■ Exercise brief ■
Lay out the rows below as a two-column CSV with the columns "text" and "answer", starting with the line with "Expected: for each instance of the teeth" and going on through the end of the rows, one CSV line for each row. Put each field in quotation marks and turn any line breaks into spaces.

=-=-=

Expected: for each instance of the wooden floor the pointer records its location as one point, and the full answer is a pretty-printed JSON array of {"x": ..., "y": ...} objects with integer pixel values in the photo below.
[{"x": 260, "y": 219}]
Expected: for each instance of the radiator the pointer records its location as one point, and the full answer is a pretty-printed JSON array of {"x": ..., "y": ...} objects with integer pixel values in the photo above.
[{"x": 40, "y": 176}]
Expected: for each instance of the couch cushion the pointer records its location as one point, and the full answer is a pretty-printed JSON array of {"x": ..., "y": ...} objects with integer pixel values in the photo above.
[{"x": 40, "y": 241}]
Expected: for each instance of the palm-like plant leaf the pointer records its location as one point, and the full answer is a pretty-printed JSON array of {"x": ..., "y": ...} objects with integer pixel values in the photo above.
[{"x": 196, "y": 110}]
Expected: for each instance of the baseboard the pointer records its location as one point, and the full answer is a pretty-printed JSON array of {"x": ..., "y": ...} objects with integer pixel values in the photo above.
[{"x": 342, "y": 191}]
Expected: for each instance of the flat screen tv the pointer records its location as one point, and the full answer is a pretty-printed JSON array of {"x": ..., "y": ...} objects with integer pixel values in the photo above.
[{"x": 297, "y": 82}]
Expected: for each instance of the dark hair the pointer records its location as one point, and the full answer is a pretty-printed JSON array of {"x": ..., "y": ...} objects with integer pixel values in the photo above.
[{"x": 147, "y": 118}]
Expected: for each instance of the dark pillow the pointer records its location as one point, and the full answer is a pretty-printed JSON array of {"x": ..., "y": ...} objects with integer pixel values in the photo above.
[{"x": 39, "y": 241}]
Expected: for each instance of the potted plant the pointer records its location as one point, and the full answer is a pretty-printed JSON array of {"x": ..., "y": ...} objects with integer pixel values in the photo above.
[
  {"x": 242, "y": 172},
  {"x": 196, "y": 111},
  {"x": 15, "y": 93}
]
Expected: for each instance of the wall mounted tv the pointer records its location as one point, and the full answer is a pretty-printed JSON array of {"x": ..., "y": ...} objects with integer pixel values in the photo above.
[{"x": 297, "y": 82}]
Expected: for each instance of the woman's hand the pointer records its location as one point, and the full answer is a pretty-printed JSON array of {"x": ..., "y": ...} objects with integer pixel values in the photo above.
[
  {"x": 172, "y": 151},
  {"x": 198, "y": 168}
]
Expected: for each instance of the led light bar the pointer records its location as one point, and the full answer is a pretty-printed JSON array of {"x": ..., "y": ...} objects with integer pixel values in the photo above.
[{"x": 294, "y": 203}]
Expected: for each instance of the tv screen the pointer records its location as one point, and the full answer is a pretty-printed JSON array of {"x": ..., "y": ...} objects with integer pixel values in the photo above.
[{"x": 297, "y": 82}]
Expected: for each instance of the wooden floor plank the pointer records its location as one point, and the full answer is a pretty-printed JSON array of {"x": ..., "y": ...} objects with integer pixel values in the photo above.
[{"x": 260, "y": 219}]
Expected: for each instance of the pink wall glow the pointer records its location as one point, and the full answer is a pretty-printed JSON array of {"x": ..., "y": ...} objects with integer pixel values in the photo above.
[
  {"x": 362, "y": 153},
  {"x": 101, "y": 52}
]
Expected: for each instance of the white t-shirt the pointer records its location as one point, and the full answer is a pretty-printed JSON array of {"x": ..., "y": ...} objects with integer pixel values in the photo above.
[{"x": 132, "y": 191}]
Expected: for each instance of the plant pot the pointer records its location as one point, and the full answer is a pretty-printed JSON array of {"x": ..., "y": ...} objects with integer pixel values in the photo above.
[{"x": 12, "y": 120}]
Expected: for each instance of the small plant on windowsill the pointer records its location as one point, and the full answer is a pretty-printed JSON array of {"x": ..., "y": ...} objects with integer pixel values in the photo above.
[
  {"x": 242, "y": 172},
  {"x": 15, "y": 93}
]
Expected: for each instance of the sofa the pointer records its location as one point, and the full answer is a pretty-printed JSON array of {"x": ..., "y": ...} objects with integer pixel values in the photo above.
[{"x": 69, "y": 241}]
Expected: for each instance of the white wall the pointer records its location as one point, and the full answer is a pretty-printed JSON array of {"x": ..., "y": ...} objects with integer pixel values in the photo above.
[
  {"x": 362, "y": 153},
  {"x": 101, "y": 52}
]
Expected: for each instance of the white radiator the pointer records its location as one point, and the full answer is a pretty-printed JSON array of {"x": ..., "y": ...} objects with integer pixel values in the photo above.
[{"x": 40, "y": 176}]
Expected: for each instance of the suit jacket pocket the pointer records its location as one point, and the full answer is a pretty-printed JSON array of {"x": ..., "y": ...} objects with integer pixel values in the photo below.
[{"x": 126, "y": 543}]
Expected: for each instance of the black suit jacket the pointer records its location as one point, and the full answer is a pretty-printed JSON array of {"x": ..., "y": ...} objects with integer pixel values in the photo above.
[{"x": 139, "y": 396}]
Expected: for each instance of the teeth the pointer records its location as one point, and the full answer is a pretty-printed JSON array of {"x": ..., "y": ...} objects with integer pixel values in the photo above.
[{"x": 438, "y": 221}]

=-=-=

■ Solution below ■
text,answer
"Expected: for each instance of the teeth the pointer records its location as one point, and the full answer is a pretty-printed JSON array of {""x"": ..., ""y"": ...} objects with integer pixel values in the photo above.","[{""x"": 438, ""y"": 221}]"